-- TASK GOAL --
Among the lines below, tally those that hold "inside". Return the number and nothing more.

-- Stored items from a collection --

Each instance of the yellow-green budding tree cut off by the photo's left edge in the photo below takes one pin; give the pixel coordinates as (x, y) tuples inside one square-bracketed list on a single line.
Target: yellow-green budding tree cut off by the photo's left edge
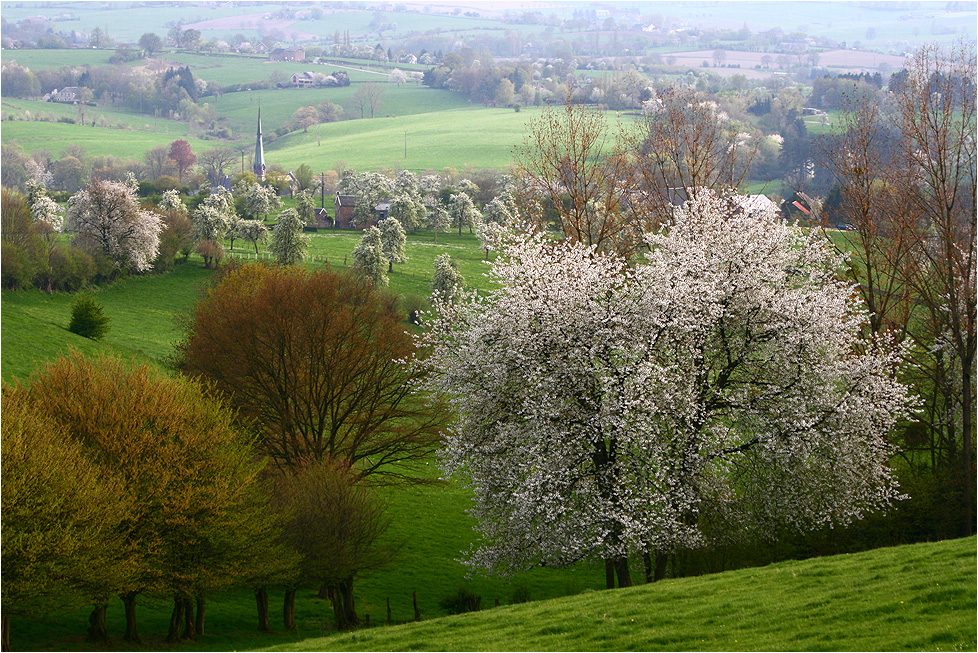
[(62, 514)]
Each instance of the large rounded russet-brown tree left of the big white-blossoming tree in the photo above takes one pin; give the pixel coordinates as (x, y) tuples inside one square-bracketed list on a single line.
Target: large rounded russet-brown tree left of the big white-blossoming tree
[(316, 361)]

-- RESULT OF THE TASK --
2